Despite its ubiquity, e-mail is principally a non-secured communication medium; whilst e-mail service providers may choose to apply encryption whilst transmitting e-mails, there is typically no end-to-end encryption from sender to recipient. In particular, sending an e-mail from your device to your e-mail provider, and downloading e-mails from the provider to your device, may not be protected from eavesdroppers or interfering attackers; and end-users have little protection from corrupt or malicious service providers. What this amounts to is that there is little assurance in practice that a received e- mail has not been read by a third party, or even that the e-mail came from the claimed sender and hasn’t been modified. Clearly this can be a major issue if e-mails contain sensitive information or if recipients act on incorrect information contained within a fraudulent e-mail. One particularly critical scenario is if the password reset link embedded within an e-mail can be acted on by an attacker before a legitimate user.

GIVEN RECORDS:

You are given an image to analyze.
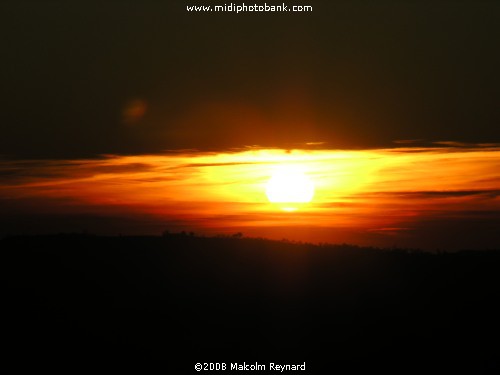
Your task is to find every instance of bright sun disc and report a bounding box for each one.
[266,165,314,203]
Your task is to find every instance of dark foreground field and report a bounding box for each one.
[0,235,500,374]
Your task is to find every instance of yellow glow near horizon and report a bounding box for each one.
[0,146,500,250]
[266,164,314,211]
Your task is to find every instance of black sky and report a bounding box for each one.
[0,0,500,158]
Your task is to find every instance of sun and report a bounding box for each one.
[266,165,314,207]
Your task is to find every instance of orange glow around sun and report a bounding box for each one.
[266,164,314,211]
[0,146,500,250]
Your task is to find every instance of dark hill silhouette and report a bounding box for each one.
[0,233,500,374]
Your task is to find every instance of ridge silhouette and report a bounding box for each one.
[0,232,500,374]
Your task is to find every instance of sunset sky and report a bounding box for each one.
[0,0,500,253]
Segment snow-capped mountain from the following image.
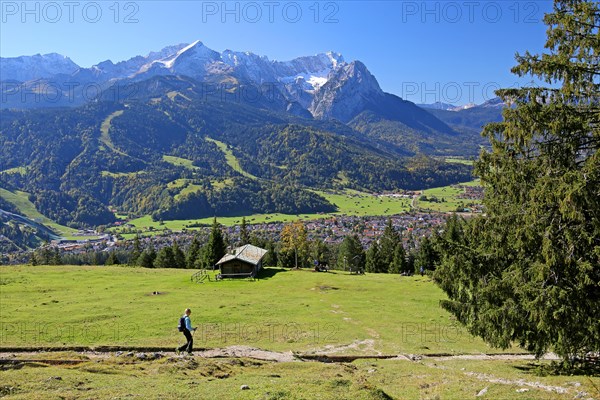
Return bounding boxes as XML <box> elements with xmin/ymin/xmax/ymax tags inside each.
<box><xmin>0</xmin><ymin>41</ymin><xmax>348</xmax><ymax>116</ymax></box>
<box><xmin>309</xmin><ymin>61</ymin><xmax>385</xmax><ymax>122</ymax></box>
<box><xmin>417</xmin><ymin>101</ymin><xmax>456</xmax><ymax>111</ymax></box>
<box><xmin>0</xmin><ymin>53</ymin><xmax>79</xmax><ymax>82</ymax></box>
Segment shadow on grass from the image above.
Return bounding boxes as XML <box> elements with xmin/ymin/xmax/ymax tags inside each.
<box><xmin>257</xmin><ymin>267</ymin><xmax>290</xmax><ymax>280</ymax></box>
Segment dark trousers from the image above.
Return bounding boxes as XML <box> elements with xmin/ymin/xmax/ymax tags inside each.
<box><xmin>179</xmin><ymin>329</ymin><xmax>194</xmax><ymax>353</ymax></box>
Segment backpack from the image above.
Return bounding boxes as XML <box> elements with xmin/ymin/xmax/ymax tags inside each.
<box><xmin>177</xmin><ymin>317</ymin><xmax>185</xmax><ymax>332</ymax></box>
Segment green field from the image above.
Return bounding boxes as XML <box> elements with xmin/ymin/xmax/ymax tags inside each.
<box><xmin>0</xmin><ymin>188</ymin><xmax>77</xmax><ymax>238</ymax></box>
<box><xmin>0</xmin><ymin>167</ymin><xmax>27</xmax><ymax>176</ymax></box>
<box><xmin>415</xmin><ymin>180</ymin><xmax>480</xmax><ymax>212</ymax></box>
<box><xmin>100</xmin><ymin>110</ymin><xmax>128</xmax><ymax>157</ymax></box>
<box><xmin>0</xmin><ymin>266</ymin><xmax>600</xmax><ymax>400</ymax></box>
<box><xmin>444</xmin><ymin>157</ymin><xmax>474</xmax><ymax>166</ymax></box>
<box><xmin>163</xmin><ymin>156</ymin><xmax>197</xmax><ymax>170</ymax></box>
<box><xmin>0</xmin><ymin>266</ymin><xmax>490</xmax><ymax>354</ymax></box>
<box><xmin>206</xmin><ymin>137</ymin><xmax>258</xmax><ymax>179</ymax></box>
<box><xmin>122</xmin><ymin>191</ymin><xmax>411</xmax><ymax>237</ymax></box>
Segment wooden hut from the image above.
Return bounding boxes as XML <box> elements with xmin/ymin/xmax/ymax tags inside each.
<box><xmin>216</xmin><ymin>244</ymin><xmax>267</xmax><ymax>278</ymax></box>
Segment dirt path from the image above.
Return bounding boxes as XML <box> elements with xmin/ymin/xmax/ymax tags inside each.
<box><xmin>0</xmin><ymin>346</ymin><xmax>559</xmax><ymax>362</ymax></box>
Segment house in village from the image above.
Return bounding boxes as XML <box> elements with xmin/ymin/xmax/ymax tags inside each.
<box><xmin>216</xmin><ymin>244</ymin><xmax>267</xmax><ymax>278</ymax></box>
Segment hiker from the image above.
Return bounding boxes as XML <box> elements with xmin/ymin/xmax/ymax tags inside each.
<box><xmin>175</xmin><ymin>308</ymin><xmax>196</xmax><ymax>356</ymax></box>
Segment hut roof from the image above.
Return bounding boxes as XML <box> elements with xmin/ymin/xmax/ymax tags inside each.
<box><xmin>217</xmin><ymin>244</ymin><xmax>268</xmax><ymax>265</ymax></box>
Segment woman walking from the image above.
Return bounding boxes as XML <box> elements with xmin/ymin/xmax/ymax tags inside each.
<box><xmin>175</xmin><ymin>308</ymin><xmax>196</xmax><ymax>356</ymax></box>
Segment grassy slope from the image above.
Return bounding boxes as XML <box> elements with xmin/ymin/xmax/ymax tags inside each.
<box><xmin>122</xmin><ymin>191</ymin><xmax>410</xmax><ymax>231</ymax></box>
<box><xmin>0</xmin><ymin>188</ymin><xmax>77</xmax><ymax>237</ymax></box>
<box><xmin>100</xmin><ymin>110</ymin><xmax>128</xmax><ymax>156</ymax></box>
<box><xmin>0</xmin><ymin>267</ymin><xmax>600</xmax><ymax>400</ymax></box>
<box><xmin>206</xmin><ymin>137</ymin><xmax>258</xmax><ymax>179</ymax></box>
<box><xmin>163</xmin><ymin>156</ymin><xmax>197</xmax><ymax>170</ymax></box>
<box><xmin>416</xmin><ymin>179</ymin><xmax>480</xmax><ymax>212</ymax></box>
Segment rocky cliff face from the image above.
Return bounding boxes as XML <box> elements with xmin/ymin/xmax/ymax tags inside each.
<box><xmin>309</xmin><ymin>61</ymin><xmax>384</xmax><ymax>122</ymax></box>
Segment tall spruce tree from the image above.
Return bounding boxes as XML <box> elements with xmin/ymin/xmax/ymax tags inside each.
<box><xmin>240</xmin><ymin>217</ymin><xmax>250</xmax><ymax>246</ymax></box>
<box><xmin>435</xmin><ymin>0</ymin><xmax>600</xmax><ymax>366</ymax></box>
<box><xmin>171</xmin><ymin>240</ymin><xmax>186</xmax><ymax>268</ymax></box>
<box><xmin>338</xmin><ymin>234</ymin><xmax>366</xmax><ymax>271</ymax></box>
<box><xmin>365</xmin><ymin>240</ymin><xmax>387</xmax><ymax>273</ymax></box>
<box><xmin>185</xmin><ymin>235</ymin><xmax>201</xmax><ymax>269</ymax></box>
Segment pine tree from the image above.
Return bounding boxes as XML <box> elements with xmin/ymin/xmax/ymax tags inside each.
<box><xmin>154</xmin><ymin>246</ymin><xmax>175</xmax><ymax>268</ymax></box>
<box><xmin>240</xmin><ymin>217</ymin><xmax>250</xmax><ymax>246</ymax></box>
<box><xmin>281</xmin><ymin>221</ymin><xmax>309</xmax><ymax>268</ymax></box>
<box><xmin>365</xmin><ymin>240</ymin><xmax>386</xmax><ymax>273</ymax></box>
<box><xmin>435</xmin><ymin>0</ymin><xmax>600</xmax><ymax>366</ymax></box>
<box><xmin>389</xmin><ymin>241</ymin><xmax>409</xmax><ymax>274</ymax></box>
<box><xmin>379</xmin><ymin>218</ymin><xmax>402</xmax><ymax>272</ymax></box>
<box><xmin>415</xmin><ymin>237</ymin><xmax>439</xmax><ymax>271</ymax></box>
<box><xmin>338</xmin><ymin>234</ymin><xmax>366</xmax><ymax>271</ymax></box>
<box><xmin>129</xmin><ymin>235</ymin><xmax>142</xmax><ymax>265</ymax></box>
<box><xmin>185</xmin><ymin>236</ymin><xmax>200</xmax><ymax>269</ymax></box>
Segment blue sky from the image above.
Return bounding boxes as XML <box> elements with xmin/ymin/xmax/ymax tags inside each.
<box><xmin>0</xmin><ymin>0</ymin><xmax>552</xmax><ymax>104</ymax></box>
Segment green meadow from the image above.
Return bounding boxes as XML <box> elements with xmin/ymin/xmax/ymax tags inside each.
<box><xmin>122</xmin><ymin>191</ymin><xmax>411</xmax><ymax>237</ymax></box>
<box><xmin>0</xmin><ymin>188</ymin><xmax>77</xmax><ymax>238</ymax></box>
<box><xmin>0</xmin><ymin>266</ymin><xmax>600</xmax><ymax>399</ymax></box>
<box><xmin>415</xmin><ymin>179</ymin><xmax>481</xmax><ymax>212</ymax></box>
<box><xmin>0</xmin><ymin>266</ymin><xmax>488</xmax><ymax>354</ymax></box>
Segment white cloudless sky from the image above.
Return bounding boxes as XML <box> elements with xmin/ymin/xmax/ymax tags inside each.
<box><xmin>0</xmin><ymin>0</ymin><xmax>552</xmax><ymax>104</ymax></box>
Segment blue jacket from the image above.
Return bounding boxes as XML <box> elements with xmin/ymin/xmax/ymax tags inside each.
<box><xmin>183</xmin><ymin>315</ymin><xmax>192</xmax><ymax>332</ymax></box>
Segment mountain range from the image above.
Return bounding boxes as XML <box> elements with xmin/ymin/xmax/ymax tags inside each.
<box><xmin>0</xmin><ymin>41</ymin><xmax>502</xmax><ymax>231</ymax></box>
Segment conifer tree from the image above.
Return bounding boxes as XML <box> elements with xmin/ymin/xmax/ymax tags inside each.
<box><xmin>435</xmin><ymin>0</ymin><xmax>600</xmax><ymax>367</ymax></box>
<box><xmin>202</xmin><ymin>217</ymin><xmax>225</xmax><ymax>268</ymax></box>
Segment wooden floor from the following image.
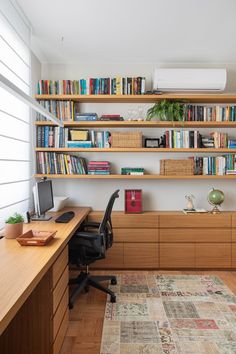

TASK DIRECTIONS: Please continue the passage on e-mail security, the one placed above the listing, starting right after its last sentence.

RESULT FOR THIS TASK:
PGP (Pretty Good Privacy) is a suite of protocol, standardised as OpenPGP, designed to add security (e.g. encryption and authentication) to e-mails. It has been recommended for use by human rights organisations and journalists. Recently, PGP has expanded to include protection mechanisms for devices (e.g. full disk encryption for laptops), but the focus here is only on its use with e-mails.
S/MIME (Secure/Multipurpose Internet Mail Extensions) is an alternative approach to e-mail security often used in corporate environments. Whereas PGP often requires additional software, S/MIME is built in to many e-mail clients by default. S/MIME is more widely used than PGP which may mean that e-Fail has more impact for S/MIME.
e-Fail first relies on the ability of an attacker to observe e-mails protected using OpenPGP or S/MIME; traffic between e-mail servers is often encrypted using TLS, so the best avenues of attack are likely to be to intercept traffic between user devices and e-mail servers (e.g. acting as a man-in-the-middle pretending to be a valid e-mail server) or to compromise either the e-mail server or a user device.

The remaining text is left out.